# Download Pushshift Reddit Data
See this on [Github](https://github.com/yinleon/doppler_tutorials/blob/master/1-download-data.ipynb), [NbViewer](https://nbviewer.jupyter.org/github/yinleon/doppler_tutorials/blob/master/1-download-data.ipynb)<br>
By Jansen Derr 2021-02-22<br>
This Notebook collects subreddit metadata from PushShift's REST API, and downloads images from Reddit using requests.

In [None]:
%load_ext autoreload
%autoreload 2
%matplotlib inline

In [None]:
import os
import warnings

import pandas as pd
from tqdm import tqdm

import config
import context_manager
import data_sources.pushshift as ps
from image_utils import download_media_and_return_dhash, read_image

warnings.filterwarnings('ignore')

A trick in data engineering is creating a dictionary (called the _context_) that defines the destination of all output files. Here we illustrate an example of what it looks like:

In [None]:
def get_subreddit_context(subreddit):
    '''
    Where will data be saved?
    '''
    sub_dir = os.path.join(config.data_dir, subreddit)
    media_dir =  os.path.join(config.data_dir, 'media')
    file_subreddit = os.path.join(sub_dir, 'posts.csv.gz')
    file_subreddit_media = os.path.join(sub_dir, 'media.csv.gz')
    
    for _dir in [config.data_dir, sub_dir, media_dir]:
        os.makedirs(_dir, exist_ok=True)
        
    context = {
        'data_dir' : config.data_dir,
        'sub_dir' : sub_dir,
        'media_dir' : media_dir,
        'file_subreddit' : file_subreddit,
        'file_subreddit_media' : file_subreddit_media
    }
    
    return context

 We will use functions like `get_subreddit_context` throughout this article. Rather than define these within each notebook, they are all writtein in the `context_manager.py` file.

## Query PushShift
Pushshift has an open restful API that returns JSON records. 

For your convenience, we have written a simple Python wrapper found in in `doppler/data_sources/pushshift.py`.

<hr>
Note:<br>
The Jupyter Notebooks used throughout this article differ a bit from what you might expec. We are making a change by defining code in external Python scripts, rather than in the notebook itself. We do this because it makes the code easier to find and share, and allows notebooks to focus on commentary and explaination of moving parts.
<hr>

In [None]:
verbose = True
subreddit = config.subreddit # change this in config.py
context = get_subreddit_context(subreddit)
min_date = config.start_utc
max_date = config.end_utc

# check if the subreddit has already been collected
if os.path.exists(context['file_subreddit']):
    print('File Exists')
    df = pd.read_csv(context['file_subreddit'], 
                     compression='gzip')
    print(f'{ len(df) } Records exist')
    seen_ids = set(df.id.unique()) # these are records we've already collected
    
    # look for records that we haven't already collected
    records = ps.download_subreddit_posts(subreddit, min_date, max_date,
                                                verbose=verbose, 
                                                seen_ids=seen_ids)
+--
■ PROBLEM TO WORK ON ■
Resume the Pushshift download notebook above, starting right after its last line of code.

Records from a collection:
+--
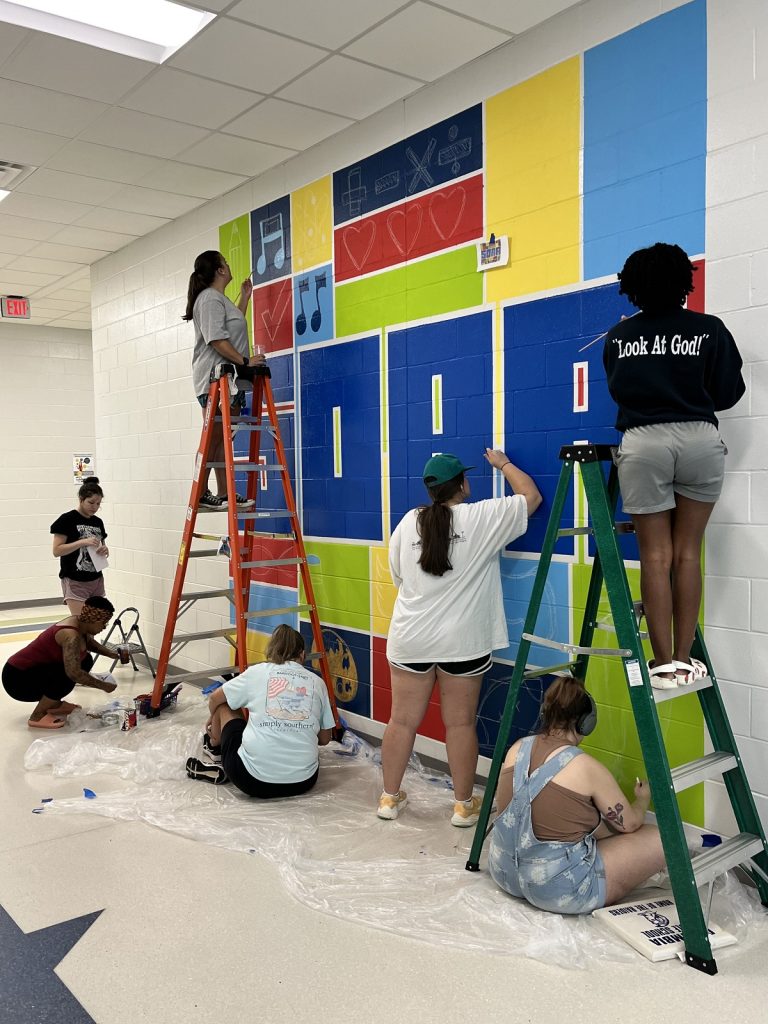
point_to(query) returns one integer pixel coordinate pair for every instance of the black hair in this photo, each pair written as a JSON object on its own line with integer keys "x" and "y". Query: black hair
{"x": 435, "y": 525}
{"x": 657, "y": 279}
{"x": 99, "y": 603}
{"x": 563, "y": 704}
{"x": 202, "y": 276}
{"x": 286, "y": 644}
{"x": 90, "y": 487}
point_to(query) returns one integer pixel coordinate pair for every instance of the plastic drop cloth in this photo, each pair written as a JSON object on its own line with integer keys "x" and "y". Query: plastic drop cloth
{"x": 332, "y": 852}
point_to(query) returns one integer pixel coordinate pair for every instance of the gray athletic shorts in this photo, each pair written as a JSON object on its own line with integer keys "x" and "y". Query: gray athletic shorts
{"x": 658, "y": 461}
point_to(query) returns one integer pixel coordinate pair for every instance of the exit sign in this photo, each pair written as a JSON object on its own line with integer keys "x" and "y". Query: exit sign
{"x": 14, "y": 306}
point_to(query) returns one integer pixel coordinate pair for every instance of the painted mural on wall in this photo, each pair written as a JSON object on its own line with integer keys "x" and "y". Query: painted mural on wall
{"x": 387, "y": 345}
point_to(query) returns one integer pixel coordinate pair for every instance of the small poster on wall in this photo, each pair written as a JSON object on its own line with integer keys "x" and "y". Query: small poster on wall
{"x": 83, "y": 466}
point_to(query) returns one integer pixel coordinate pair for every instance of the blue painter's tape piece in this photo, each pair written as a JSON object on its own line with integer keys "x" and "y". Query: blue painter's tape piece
{"x": 439, "y": 154}
{"x": 644, "y": 159}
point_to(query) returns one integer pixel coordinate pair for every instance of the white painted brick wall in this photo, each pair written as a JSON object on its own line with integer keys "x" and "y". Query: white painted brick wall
{"x": 736, "y": 586}
{"x": 46, "y": 416}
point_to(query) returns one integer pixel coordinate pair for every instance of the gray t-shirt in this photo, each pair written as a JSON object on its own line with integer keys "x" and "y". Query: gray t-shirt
{"x": 214, "y": 317}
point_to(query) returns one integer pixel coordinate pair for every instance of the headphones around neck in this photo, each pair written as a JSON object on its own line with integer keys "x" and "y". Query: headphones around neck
{"x": 587, "y": 721}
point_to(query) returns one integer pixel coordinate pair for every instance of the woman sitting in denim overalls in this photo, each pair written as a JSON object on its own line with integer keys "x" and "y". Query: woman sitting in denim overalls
{"x": 566, "y": 838}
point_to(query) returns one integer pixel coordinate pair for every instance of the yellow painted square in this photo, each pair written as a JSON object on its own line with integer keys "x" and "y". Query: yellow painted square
{"x": 383, "y": 591}
{"x": 311, "y": 224}
{"x": 532, "y": 136}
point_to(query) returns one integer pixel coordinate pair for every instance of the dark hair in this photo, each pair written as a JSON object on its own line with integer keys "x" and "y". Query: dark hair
{"x": 435, "y": 525}
{"x": 657, "y": 279}
{"x": 90, "y": 487}
{"x": 202, "y": 276}
{"x": 563, "y": 704}
{"x": 99, "y": 603}
{"x": 285, "y": 645}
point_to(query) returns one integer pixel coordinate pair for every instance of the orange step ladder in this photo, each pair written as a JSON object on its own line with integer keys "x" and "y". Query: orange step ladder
{"x": 242, "y": 545}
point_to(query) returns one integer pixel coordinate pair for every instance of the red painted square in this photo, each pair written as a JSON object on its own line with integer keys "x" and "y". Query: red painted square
{"x": 272, "y": 315}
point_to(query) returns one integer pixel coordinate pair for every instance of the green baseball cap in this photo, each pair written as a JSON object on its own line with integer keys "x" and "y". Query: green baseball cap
{"x": 441, "y": 468}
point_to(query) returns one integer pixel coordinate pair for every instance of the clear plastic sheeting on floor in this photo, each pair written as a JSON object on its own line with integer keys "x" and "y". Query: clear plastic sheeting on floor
{"x": 333, "y": 853}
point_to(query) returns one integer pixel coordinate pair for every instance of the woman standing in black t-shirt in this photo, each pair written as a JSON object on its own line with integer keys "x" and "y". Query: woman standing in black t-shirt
{"x": 670, "y": 370}
{"x": 76, "y": 535}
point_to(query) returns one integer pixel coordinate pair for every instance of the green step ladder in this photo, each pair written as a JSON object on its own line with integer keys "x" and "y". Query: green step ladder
{"x": 749, "y": 848}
+--
■ RESULT OF THIS TASK ■
    _df = pd.DataFrame(records)
    if verbose:
        print(f"collected { len(_df) } records")
    df = df.append(_df, sort=False)
    df.drop_duplicates(subset=['id'], inplace=True)
    df.sort_values(by=['created_utc'], ascending=False, inplace=True)
    df.to_csv(context['file_subreddit'], index=False, compression='gzip')

# if we've never colelcted the subreddit, we start a fresh query to download records.
else:
    print("New Subreddit")
    records = ps.download_subreddit_posts(subreddit, min_date, max_date, verbose=verbose)
    if verbose:
        print(f"collected { len(records) } records")
    df = pd.DataFrame(records)
    df.to_csv(context['file_subreddit'], index=False, compression='gzip')

if verbose:
    # Summary stats
    print('\n****************')
    df['created_at'] = pd.to_datetime(df['created_utc'], unit='s')
    print(f"N = { len(df) }\n"
          f"Start Date = { df['created_at'].min() }\n"
          f"End Date = { df['created_at'].max() }")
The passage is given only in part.